Christianity reached China as early as the 7th century. This was the Eastern form of Christianity sometimes known as Nestorianism ➚; in China it was called Jingjiao 景教 and associated with the Roman world. Jesus is transliterated as 耶稣 Yē sū in Chinese. The faith converted some senior officials, eunuchs and concubines and had a brief but wide influence. It could well be that this community is the origin of the ‘Prester John ➚’ story that circulated Europe in the 12th to 17th century - that an isolated Christian kingdom existed in the East. Some of this became conflated with the rise of Genghiz Khan's great empire as he had Christian connections. The famous Nestorian stele (an inscribed stone slab) was erected in 781 at Chang'an, the inscribed text expresses Christianity in Buddhist/Daoist terms. The stele's discovery in 1625 was used by the Jesuit missionaries in Beijing as evidence of Christianity's long standing status as a religion in China. The Manichean ➚ faith which is considered a mix of Christianity and Zoroastrianism also prospered during the Tang dynasty until the brutal suppression of all 'foreign religions' in 843. A visitor to Baghdad in 987 reported that all the Christian churches lay in ruins and there were no Christians to be found.
The isolated Jewish community at Kaifeng fared better, it lasted about one thousand years and when it was discovered in the 19th century it caused great excitement.
During the Yuan dynasty, the Mongols welcomed people from many countries including Christians such as Marco Polo. However during much of the following Ming dynasty this 'foreign' religion dwindled. In 1280 a Mongolian Christian convert, Rabban Sawma ➚ traveled all the way from China to Constantinople, Rome before meeting the Pope Nicholas IV at Bordeaux. From about 1365 onwards nothing is known of the fate of the Nestorian Christians in China. At the start of the Ming, in 1371, an ambassador was sent to Rome (known to the Chinese as Da Qin ➚) to inform the pope of the founding of the new dynasty.
Towards the end of the Ming dynasty an important Jesuit mission to China was led by Matteo Ricci SJ. They decided to focus their efforts on converting the Emperor and senior court officials to the faith rather than the poor of coastal towns that other denominations were targeting. They were trained in mathematics and astronomy so they could impress the Imperial elite into taking their religious teachings seriously. Although they made early advances the fall of the Ming dynasty in 1644 led to a gradual diminution of their influence and the numbers of Christians dwindled. The last Dowager Empress Wang of the Ming dynasty converted to Christianity and her son (Zhu Youlang ➚) was baptized a Christian in 1648 but he fell into Manchu hands and died in captivity. This move was partly made in the hope that the European Christians would help her restore the Ming dynasty to power. In the seventeenth century other missions by Dominican; Franciscan and Cistercian established brief footholds in the southern coastal ports. The Dominicans and Franciscans went among ordinary working people, but Jesuits lived in luxury among the educated elite.
The Catholic ritual of the Jesuits was considered to be one of the many ancient rituals of China and this led many to consider that conversion would be easy. Julian Bertrand wrote “If our church was free to display the full splendor of its ceremonies before the eyes of the Chinese, if the harmonious sound of the organ could reach their ears, fountains of water would not suffice to baptize all the converts there would be.”. Jesuits believed that ritual was the key factor, other missionaries concentrated on distributing short religious tracts.

» Given information:
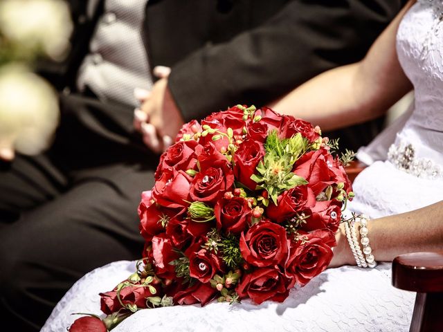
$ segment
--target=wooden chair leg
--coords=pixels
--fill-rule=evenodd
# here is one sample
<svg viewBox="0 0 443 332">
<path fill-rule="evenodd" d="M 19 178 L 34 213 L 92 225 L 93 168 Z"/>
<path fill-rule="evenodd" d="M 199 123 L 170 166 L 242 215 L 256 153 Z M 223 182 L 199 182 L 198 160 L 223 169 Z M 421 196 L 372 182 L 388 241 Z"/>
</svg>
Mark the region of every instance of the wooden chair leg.
<svg viewBox="0 0 443 332">
<path fill-rule="evenodd" d="M 392 285 L 417 292 L 409 332 L 443 331 L 443 252 L 396 257 L 392 261 Z"/>
<path fill-rule="evenodd" d="M 443 293 L 417 293 L 409 332 L 443 331 Z"/>
</svg>

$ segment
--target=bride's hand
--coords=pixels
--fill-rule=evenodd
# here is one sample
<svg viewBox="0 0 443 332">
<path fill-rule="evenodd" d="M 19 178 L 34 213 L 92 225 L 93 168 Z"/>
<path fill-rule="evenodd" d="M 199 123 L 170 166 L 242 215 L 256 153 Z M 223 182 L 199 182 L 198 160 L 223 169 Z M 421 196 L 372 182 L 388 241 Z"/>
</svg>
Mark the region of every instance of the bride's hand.
<svg viewBox="0 0 443 332">
<path fill-rule="evenodd" d="M 337 268 L 343 265 L 355 265 L 355 260 L 347 243 L 346 232 L 343 223 L 335 234 L 337 246 L 334 248 L 334 257 L 328 268 Z"/>
</svg>

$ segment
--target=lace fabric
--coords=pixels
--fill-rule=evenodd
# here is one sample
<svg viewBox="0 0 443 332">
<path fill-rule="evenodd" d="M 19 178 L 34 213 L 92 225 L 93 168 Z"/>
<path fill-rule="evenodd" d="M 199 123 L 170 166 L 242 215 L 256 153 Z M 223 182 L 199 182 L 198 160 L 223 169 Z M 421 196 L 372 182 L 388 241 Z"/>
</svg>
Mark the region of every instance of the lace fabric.
<svg viewBox="0 0 443 332">
<path fill-rule="evenodd" d="M 117 261 L 86 275 L 59 302 L 42 332 L 66 331 L 79 317 L 73 313 L 100 315 L 98 293 L 111 289 L 134 266 L 135 262 Z M 292 289 L 283 303 L 257 306 L 245 300 L 235 306 L 213 302 L 202 308 L 141 310 L 112 331 L 406 331 L 415 294 L 390 285 L 390 267 L 382 264 L 371 270 L 350 266 L 327 270 L 305 287 Z"/>
</svg>

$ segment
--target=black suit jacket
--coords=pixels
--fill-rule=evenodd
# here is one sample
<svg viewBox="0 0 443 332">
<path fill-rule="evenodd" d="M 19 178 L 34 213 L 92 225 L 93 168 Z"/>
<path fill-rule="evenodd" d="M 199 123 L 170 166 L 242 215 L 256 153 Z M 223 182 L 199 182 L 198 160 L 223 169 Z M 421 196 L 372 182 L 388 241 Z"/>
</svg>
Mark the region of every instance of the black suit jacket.
<svg viewBox="0 0 443 332">
<path fill-rule="evenodd" d="M 149 0 L 145 44 L 151 68 L 172 67 L 170 89 L 187 121 L 238 103 L 261 106 L 325 70 L 360 60 L 406 2 Z M 103 0 L 70 3 L 73 51 L 51 75 L 60 88 L 75 89 Z M 339 135 L 356 148 L 377 131 L 357 126 Z"/>
</svg>

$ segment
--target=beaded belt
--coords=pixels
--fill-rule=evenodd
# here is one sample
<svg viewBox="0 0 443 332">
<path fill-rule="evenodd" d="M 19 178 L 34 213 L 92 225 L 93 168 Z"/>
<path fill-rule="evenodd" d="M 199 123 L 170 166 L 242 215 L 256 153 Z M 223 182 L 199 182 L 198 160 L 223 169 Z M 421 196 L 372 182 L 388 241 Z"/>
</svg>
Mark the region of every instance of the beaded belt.
<svg viewBox="0 0 443 332">
<path fill-rule="evenodd" d="M 388 160 L 399 169 L 417 178 L 443 178 L 442 167 L 431 159 L 416 158 L 411 144 L 392 144 L 388 151 Z"/>
</svg>

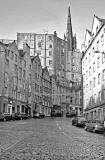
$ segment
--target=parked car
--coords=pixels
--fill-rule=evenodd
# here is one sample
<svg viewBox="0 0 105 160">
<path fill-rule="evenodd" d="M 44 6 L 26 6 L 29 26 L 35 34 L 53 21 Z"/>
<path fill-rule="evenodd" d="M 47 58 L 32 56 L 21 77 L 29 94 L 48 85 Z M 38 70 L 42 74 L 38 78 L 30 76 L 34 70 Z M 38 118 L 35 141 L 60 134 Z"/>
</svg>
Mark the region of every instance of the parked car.
<svg viewBox="0 0 105 160">
<path fill-rule="evenodd" d="M 25 113 L 20 113 L 20 117 L 21 117 L 21 119 L 27 119 L 28 115 Z"/>
<path fill-rule="evenodd" d="M 86 121 L 87 120 L 82 116 L 75 117 L 75 118 L 72 119 L 72 125 L 77 126 L 77 127 L 84 127 Z"/>
<path fill-rule="evenodd" d="M 99 132 L 103 133 L 104 132 L 104 125 L 100 121 L 89 121 L 85 124 L 86 131 L 91 131 L 91 132 Z"/>
<path fill-rule="evenodd" d="M 20 113 L 13 113 L 12 120 L 21 120 L 21 114 Z"/>
<path fill-rule="evenodd" d="M 39 113 L 39 117 L 40 117 L 40 118 L 44 118 L 44 117 L 45 117 L 45 114 L 44 114 L 44 113 Z"/>
<path fill-rule="evenodd" d="M 9 113 L 3 113 L 4 121 L 10 121 L 12 120 L 12 115 Z"/>
<path fill-rule="evenodd" d="M 76 116 L 75 111 L 70 111 L 66 113 L 66 117 L 75 117 L 75 116 Z"/>
<path fill-rule="evenodd" d="M 66 117 L 71 117 L 71 114 L 69 112 L 67 112 Z"/>
<path fill-rule="evenodd" d="M 39 113 L 34 113 L 34 114 L 33 114 L 33 118 L 40 118 Z"/>
<path fill-rule="evenodd" d="M 3 115 L 3 113 L 0 113 L 0 121 L 4 121 L 4 115 Z"/>
</svg>

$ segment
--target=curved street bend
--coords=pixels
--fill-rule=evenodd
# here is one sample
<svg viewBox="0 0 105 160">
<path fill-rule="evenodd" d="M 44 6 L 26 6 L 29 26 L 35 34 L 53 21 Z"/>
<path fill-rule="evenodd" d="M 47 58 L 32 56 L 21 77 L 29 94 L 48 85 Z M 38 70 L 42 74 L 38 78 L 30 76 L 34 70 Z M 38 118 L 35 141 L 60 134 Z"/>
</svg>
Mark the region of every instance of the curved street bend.
<svg viewBox="0 0 105 160">
<path fill-rule="evenodd" d="M 104 160 L 105 137 L 68 118 L 0 122 L 0 160 Z"/>
</svg>

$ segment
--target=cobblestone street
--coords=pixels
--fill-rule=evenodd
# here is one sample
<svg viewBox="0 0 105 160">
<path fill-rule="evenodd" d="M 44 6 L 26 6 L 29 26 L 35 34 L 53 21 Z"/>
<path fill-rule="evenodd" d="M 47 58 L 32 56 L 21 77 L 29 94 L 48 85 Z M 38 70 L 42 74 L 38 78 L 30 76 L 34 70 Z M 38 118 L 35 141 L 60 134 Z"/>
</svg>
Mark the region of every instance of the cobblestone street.
<svg viewBox="0 0 105 160">
<path fill-rule="evenodd" d="M 0 160 L 104 160 L 105 137 L 68 118 L 0 122 Z"/>
</svg>

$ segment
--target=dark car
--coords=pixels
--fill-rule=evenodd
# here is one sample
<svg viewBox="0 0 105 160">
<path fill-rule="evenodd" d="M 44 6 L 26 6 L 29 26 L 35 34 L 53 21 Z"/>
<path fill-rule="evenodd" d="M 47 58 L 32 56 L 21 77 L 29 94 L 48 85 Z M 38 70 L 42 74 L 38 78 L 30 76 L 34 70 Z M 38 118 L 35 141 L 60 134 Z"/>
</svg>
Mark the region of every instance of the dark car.
<svg viewBox="0 0 105 160">
<path fill-rule="evenodd" d="M 71 117 L 71 114 L 69 112 L 67 112 L 66 117 Z"/>
<path fill-rule="evenodd" d="M 91 131 L 91 132 L 98 132 L 98 133 L 103 133 L 104 132 L 104 125 L 100 121 L 89 121 L 85 124 L 86 131 Z"/>
<path fill-rule="evenodd" d="M 39 113 L 34 113 L 34 114 L 33 114 L 33 118 L 40 118 Z"/>
<path fill-rule="evenodd" d="M 12 120 L 21 120 L 21 114 L 20 113 L 13 113 Z"/>
<path fill-rule="evenodd" d="M 4 121 L 4 114 L 0 113 L 0 121 Z"/>
<path fill-rule="evenodd" d="M 75 117 L 75 116 L 76 116 L 75 111 L 71 111 L 71 112 L 66 113 L 66 117 Z"/>
<path fill-rule="evenodd" d="M 4 121 L 10 121 L 12 120 L 12 115 L 9 113 L 3 113 Z"/>
<path fill-rule="evenodd" d="M 85 127 L 87 120 L 84 117 L 75 117 L 72 119 L 72 125 L 77 127 Z"/>
<path fill-rule="evenodd" d="M 44 117 L 45 117 L 45 114 L 44 114 L 44 113 L 39 113 L 39 117 L 40 117 L 40 118 L 44 118 Z"/>
<path fill-rule="evenodd" d="M 25 113 L 20 113 L 20 117 L 21 117 L 21 119 L 27 119 L 28 115 Z"/>
</svg>

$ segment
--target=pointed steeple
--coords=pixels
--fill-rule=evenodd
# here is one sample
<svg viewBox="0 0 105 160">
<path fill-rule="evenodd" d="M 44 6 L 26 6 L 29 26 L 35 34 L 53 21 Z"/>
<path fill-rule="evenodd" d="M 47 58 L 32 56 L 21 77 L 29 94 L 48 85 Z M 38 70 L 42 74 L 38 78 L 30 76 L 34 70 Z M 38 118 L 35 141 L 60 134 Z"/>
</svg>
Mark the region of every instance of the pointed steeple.
<svg viewBox="0 0 105 160">
<path fill-rule="evenodd" d="M 68 41 L 68 51 L 73 50 L 73 33 L 72 33 L 72 22 L 71 22 L 71 13 L 70 13 L 70 6 L 68 8 L 68 18 L 67 18 L 67 32 L 66 37 Z"/>
<path fill-rule="evenodd" d="M 74 37 L 73 37 L 73 49 L 77 49 L 77 39 L 76 39 L 76 34 L 74 34 Z"/>
</svg>

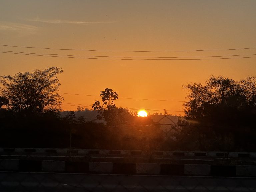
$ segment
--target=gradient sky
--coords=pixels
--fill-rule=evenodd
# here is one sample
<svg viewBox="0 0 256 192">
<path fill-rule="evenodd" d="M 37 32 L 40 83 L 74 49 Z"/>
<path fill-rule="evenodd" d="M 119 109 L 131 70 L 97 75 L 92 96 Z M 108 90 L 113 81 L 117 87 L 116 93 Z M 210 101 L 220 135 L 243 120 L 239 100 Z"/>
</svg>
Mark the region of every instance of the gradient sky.
<svg viewBox="0 0 256 192">
<path fill-rule="evenodd" d="M 256 47 L 256 1 L 0 0 L 0 44 L 98 50 L 193 50 Z M 0 46 L 0 50 L 117 56 L 256 54 L 256 49 L 135 53 L 53 50 Z M 183 85 L 211 75 L 239 80 L 256 75 L 256 58 L 131 61 L 58 58 L 0 53 L 0 75 L 62 68 L 60 91 L 185 101 Z M 91 105 L 95 97 L 63 95 L 66 103 Z M 182 102 L 121 99 L 118 106 L 182 111 Z M 63 105 L 64 110 L 75 106 Z M 153 113 L 155 111 L 150 111 Z M 169 111 L 183 115 L 182 112 Z"/>
</svg>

» Things to do:
1. According to the passage on Christianity in China, in what year and where was the Nestorian stele erected?
2. Rewrite everything in the listing from its first line down to the line containing "Mark the region of every instance of the wooden", swapping "chair leg" for "table leg" and changing nothing else. Leave the pictures out.

» List of solutions:
1. In 781 at Chang'an.

2.
$ segment
--target=wooden table leg
--coords=pixels
--fill-rule=evenodd
# here is one sample
<svg viewBox="0 0 443 332">
<path fill-rule="evenodd" d="M 19 178 L 34 213 L 92 225 L 93 168 Z"/>
<path fill-rule="evenodd" d="M 199 123 L 170 166 L 242 215 L 256 153 Z M 223 182 L 199 182 L 198 160 L 223 169 Z M 421 196 L 372 182 L 388 241 Z"/>
</svg>
Mark the region of every instance of the wooden table leg.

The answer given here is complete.